----- INPUT DATA -----

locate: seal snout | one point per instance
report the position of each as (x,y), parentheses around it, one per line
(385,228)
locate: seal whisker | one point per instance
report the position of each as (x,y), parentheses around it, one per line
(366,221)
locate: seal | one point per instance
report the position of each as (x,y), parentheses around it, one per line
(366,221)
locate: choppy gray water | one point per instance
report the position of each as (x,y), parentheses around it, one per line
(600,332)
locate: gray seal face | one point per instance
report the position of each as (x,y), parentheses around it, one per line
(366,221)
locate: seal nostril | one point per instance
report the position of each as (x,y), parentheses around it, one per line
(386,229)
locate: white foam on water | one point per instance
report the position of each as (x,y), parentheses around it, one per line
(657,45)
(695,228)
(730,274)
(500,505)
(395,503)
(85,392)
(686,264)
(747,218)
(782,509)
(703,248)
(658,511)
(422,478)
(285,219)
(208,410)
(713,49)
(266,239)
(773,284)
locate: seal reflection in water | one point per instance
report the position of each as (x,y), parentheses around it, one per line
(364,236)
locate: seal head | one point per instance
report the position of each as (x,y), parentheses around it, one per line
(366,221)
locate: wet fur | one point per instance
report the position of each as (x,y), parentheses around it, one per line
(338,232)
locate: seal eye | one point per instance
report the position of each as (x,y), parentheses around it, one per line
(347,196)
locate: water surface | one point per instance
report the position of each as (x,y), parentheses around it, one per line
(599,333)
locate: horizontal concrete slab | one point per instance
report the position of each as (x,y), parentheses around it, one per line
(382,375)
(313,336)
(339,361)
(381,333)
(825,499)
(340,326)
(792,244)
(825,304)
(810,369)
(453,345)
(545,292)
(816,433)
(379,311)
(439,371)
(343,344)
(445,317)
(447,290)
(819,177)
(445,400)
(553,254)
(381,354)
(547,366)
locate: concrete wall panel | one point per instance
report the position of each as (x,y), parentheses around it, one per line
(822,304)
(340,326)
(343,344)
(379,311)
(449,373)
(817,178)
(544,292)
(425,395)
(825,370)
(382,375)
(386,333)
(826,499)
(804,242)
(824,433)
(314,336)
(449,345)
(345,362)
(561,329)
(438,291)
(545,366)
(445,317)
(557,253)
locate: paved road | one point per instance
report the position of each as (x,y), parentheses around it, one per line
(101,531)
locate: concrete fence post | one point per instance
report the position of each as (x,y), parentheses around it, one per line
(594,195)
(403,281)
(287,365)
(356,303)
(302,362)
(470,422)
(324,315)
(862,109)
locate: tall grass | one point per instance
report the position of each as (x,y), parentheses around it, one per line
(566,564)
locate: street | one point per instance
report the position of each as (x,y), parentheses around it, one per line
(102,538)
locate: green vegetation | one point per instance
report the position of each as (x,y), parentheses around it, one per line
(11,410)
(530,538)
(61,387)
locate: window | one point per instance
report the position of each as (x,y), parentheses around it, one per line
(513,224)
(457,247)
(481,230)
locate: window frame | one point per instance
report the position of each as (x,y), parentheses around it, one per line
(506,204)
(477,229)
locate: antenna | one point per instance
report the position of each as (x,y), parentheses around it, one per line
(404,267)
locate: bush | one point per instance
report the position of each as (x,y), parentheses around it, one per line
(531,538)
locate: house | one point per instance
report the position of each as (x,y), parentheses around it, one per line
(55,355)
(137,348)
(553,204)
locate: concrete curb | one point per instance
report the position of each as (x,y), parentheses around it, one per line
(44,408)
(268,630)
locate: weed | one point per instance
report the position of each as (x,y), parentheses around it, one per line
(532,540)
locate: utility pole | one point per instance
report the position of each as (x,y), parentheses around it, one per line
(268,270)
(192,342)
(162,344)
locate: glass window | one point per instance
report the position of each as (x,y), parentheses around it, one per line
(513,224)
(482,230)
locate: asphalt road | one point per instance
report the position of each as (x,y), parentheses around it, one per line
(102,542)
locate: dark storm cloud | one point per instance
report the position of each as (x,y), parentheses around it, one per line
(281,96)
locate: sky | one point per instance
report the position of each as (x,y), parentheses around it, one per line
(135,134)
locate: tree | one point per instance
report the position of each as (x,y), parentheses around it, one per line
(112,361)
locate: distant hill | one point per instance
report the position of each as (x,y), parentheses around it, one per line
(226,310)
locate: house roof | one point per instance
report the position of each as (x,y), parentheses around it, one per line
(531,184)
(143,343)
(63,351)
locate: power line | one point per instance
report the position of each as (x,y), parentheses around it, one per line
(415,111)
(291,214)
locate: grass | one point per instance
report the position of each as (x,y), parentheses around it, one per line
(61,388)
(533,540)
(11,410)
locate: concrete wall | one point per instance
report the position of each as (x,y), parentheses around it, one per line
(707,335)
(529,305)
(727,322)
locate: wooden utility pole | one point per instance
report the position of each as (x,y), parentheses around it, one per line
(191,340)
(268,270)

-----
----- INPUT DATA -----

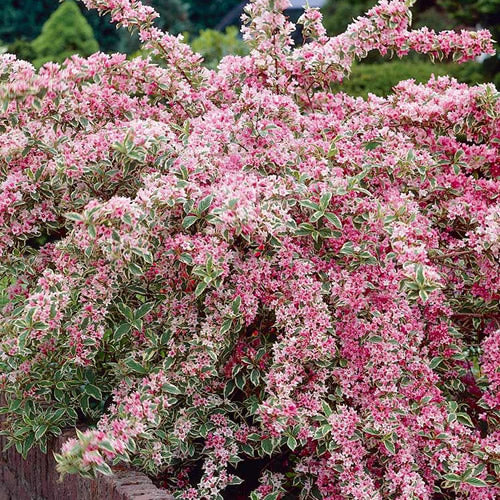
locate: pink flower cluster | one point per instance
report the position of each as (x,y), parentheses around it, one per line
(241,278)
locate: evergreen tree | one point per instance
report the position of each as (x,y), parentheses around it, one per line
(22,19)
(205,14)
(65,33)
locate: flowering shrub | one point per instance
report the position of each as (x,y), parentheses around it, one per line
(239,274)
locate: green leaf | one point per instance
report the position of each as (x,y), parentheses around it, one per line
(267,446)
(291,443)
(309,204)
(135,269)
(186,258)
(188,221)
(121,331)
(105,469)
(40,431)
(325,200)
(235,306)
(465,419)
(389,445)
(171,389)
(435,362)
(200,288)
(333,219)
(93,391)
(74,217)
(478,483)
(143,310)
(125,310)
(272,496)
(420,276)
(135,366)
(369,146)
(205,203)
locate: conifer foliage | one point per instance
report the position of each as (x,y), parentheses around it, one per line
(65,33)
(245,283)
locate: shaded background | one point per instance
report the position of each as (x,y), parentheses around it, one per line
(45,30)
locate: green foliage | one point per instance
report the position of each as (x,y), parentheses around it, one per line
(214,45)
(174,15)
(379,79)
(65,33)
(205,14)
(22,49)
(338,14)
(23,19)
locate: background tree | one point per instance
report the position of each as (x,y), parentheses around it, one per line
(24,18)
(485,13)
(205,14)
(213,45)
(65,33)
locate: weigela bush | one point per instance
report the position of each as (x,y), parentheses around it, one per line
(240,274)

-----

— WHAT NEEDS TO BE DONE —
Find and copy each line in the entries above that contains the word "wall", matching case exactly.

— RESPONSE TO THE TASK —
locate: concrete wall panel | one point per instance
locate: concrete wall | one point per instance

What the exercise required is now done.